Assigned task → Scan the listing below. Report each line that includes "woman".

[Input Boundary: Start]

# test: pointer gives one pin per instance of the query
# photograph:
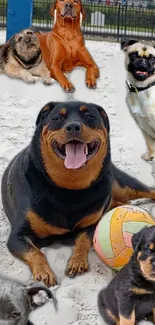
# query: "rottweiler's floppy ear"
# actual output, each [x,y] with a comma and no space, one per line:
[104,117]
[39,294]
[45,111]
[83,13]
[126,43]
[52,9]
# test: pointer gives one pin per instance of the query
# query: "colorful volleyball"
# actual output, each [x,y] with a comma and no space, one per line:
[112,238]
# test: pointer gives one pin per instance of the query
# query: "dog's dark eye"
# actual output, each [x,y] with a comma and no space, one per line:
[152,59]
[89,116]
[147,250]
[14,315]
[29,33]
[133,55]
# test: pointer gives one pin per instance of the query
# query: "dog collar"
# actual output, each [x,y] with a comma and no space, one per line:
[135,89]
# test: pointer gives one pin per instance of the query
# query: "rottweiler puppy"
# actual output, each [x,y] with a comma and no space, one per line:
[62,183]
[130,296]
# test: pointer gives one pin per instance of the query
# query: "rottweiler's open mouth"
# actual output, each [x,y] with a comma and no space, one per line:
[141,73]
[75,153]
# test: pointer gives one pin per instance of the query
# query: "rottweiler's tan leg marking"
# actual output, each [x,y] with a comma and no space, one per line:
[34,257]
[128,321]
[39,266]
[14,71]
[78,263]
[125,194]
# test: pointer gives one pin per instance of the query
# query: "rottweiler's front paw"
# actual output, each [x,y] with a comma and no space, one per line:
[77,266]
[44,274]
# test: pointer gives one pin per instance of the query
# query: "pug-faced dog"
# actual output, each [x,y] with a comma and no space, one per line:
[140,65]
[17,300]
[21,58]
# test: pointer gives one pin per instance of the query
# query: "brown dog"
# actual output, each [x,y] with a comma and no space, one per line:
[63,48]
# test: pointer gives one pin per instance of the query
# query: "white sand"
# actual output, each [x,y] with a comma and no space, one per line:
[19,105]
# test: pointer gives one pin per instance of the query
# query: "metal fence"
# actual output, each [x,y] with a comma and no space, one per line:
[105,19]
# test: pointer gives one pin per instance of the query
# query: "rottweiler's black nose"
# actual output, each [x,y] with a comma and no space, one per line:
[69,5]
[73,128]
[142,61]
[28,39]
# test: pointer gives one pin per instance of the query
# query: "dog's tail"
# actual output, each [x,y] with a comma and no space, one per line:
[126,188]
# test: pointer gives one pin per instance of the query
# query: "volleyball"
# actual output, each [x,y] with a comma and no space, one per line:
[112,238]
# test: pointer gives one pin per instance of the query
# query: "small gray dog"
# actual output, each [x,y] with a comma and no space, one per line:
[21,58]
[17,300]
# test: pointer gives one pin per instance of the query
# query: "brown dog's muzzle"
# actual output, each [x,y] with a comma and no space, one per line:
[68,10]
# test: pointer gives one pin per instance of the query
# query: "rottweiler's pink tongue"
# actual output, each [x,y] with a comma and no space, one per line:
[75,155]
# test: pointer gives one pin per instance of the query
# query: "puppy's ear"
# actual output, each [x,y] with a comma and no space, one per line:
[126,43]
[45,111]
[83,13]
[104,117]
[52,9]
[39,294]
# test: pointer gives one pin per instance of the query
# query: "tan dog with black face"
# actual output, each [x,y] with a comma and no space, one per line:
[130,296]
[21,58]
[63,47]
[140,64]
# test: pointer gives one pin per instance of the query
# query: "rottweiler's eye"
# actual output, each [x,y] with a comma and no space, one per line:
[14,315]
[57,118]
[89,116]
[133,55]
[147,250]
[152,59]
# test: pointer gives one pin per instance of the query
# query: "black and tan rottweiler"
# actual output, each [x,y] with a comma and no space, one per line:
[130,296]
[62,183]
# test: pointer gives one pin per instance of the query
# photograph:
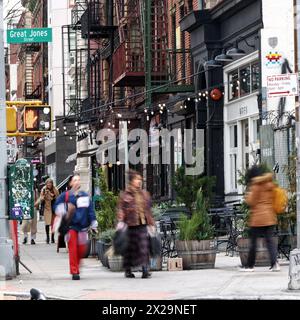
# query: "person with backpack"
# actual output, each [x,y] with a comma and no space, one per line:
[78,217]
[262,198]
[48,196]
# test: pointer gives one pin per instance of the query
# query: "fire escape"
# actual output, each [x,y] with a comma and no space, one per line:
[143,57]
[86,44]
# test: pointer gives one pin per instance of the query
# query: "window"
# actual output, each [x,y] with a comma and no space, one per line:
[233,129]
[255,76]
[243,81]
[233,136]
[233,85]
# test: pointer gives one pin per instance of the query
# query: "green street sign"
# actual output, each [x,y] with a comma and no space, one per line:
[29,35]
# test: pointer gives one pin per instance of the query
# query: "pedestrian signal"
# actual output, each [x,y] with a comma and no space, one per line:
[37,119]
[11,119]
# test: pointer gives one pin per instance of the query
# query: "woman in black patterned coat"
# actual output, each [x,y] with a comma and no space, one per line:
[134,210]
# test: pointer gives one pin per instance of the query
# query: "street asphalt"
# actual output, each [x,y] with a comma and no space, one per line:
[50,274]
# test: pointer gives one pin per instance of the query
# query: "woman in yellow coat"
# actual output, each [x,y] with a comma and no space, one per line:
[48,195]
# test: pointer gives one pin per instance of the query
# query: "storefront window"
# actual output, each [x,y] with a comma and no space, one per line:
[233,156]
[233,85]
[243,81]
[255,76]
[233,136]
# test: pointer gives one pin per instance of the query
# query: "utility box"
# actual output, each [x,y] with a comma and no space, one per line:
[175,264]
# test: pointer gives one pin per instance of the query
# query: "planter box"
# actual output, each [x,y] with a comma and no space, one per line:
[102,248]
[156,264]
[115,263]
[197,254]
[262,253]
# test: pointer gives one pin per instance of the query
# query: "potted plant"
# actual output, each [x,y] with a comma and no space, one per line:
[106,217]
[104,243]
[243,241]
[196,245]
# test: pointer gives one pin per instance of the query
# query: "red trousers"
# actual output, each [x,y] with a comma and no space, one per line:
[77,251]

[Input Boundary: End]

Answer for the task →
# query: "woman in black patterned coat"
# query: "woman in yellow coat"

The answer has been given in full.